Aim: Output exactly the lines between the line that contains "as [92, 48]." and the last line of the material, counting both.

Given data:
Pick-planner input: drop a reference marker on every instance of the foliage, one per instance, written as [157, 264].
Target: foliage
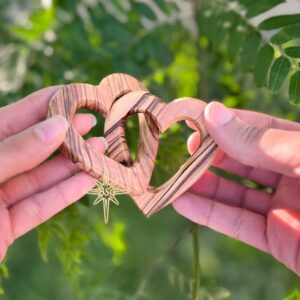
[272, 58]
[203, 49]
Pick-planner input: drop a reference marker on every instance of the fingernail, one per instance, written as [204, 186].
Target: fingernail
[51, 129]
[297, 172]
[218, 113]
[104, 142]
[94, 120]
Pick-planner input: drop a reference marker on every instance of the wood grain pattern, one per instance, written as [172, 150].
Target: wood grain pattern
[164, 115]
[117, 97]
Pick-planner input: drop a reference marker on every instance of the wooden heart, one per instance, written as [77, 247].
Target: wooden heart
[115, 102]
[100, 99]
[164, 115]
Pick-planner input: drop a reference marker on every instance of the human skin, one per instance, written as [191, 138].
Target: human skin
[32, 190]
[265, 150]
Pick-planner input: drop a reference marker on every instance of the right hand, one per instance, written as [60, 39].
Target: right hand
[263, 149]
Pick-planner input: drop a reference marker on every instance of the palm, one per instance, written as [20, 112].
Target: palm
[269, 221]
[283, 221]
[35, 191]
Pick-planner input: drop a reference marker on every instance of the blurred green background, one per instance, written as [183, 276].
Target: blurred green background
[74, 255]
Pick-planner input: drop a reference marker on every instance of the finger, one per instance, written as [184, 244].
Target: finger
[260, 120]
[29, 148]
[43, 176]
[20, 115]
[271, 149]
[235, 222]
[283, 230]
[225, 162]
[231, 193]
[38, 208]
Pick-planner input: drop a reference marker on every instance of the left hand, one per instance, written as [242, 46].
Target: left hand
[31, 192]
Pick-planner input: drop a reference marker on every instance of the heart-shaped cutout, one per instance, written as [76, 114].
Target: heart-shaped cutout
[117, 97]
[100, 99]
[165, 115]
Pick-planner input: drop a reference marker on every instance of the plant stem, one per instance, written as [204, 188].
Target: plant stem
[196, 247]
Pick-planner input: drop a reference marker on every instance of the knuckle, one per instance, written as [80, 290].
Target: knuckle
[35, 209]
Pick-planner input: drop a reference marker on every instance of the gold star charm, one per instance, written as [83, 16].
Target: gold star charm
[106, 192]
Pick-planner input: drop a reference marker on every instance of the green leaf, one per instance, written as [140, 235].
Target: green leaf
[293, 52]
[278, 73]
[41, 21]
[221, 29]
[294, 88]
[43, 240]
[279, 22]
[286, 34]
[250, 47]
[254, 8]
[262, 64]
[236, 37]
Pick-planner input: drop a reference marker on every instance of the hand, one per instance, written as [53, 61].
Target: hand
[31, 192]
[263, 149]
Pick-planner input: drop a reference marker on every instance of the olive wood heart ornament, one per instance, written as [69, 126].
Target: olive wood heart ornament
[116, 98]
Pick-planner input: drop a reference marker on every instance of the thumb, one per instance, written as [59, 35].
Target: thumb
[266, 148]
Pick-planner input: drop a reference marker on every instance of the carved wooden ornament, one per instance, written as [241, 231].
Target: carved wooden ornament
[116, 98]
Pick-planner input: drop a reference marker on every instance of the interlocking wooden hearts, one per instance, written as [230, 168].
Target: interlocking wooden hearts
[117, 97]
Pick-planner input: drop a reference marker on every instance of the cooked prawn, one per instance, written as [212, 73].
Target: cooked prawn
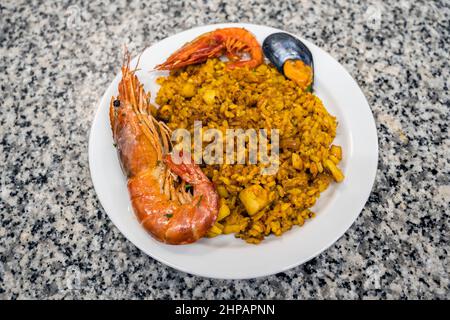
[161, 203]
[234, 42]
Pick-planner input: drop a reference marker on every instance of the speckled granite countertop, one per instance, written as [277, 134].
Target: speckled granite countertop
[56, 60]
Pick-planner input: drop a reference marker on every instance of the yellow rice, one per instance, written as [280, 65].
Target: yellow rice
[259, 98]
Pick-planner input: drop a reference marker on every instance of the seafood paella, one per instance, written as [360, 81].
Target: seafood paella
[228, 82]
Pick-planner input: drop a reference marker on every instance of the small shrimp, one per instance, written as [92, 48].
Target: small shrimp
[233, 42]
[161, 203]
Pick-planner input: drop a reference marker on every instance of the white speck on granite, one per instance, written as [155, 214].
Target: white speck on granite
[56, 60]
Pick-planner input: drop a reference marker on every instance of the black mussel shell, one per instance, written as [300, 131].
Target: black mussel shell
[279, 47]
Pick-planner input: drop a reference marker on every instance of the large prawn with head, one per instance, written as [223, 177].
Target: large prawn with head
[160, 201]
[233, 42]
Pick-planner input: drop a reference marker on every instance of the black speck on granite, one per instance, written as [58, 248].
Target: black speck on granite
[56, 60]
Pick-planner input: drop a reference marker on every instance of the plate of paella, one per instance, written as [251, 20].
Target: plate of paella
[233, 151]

Worked answer:
Pick-planner input: drop a reference marker on every instance of the small shrimp, one per instance, written as [92, 48].
Target: small shrimp
[233, 42]
[161, 203]
Pick-planner input: drop a reference marker on every instance of the white speck on granite, one per instance, written as [155, 214].
Target: white speck on granite
[56, 60]
Pick-planner input: drop a reference marker on every instance of the black mussel shell, one per instance, written as [300, 131].
Target: black mussel shell
[279, 47]
Pick-planner input: drop a reference marker on every instance of the large prawn with head, one per instance, written as [223, 177].
Target: large prawn with head
[160, 201]
[233, 42]
Pick-planner input: drop a reference marker on every instance of the black speck on granite, one per instance, written as [58, 248].
Target: black speck on granite
[56, 60]
Pick-planner input: drop a reference marker on every instance of the plate of paella, one per instance, written as [251, 20].
Target: plate of paella
[233, 151]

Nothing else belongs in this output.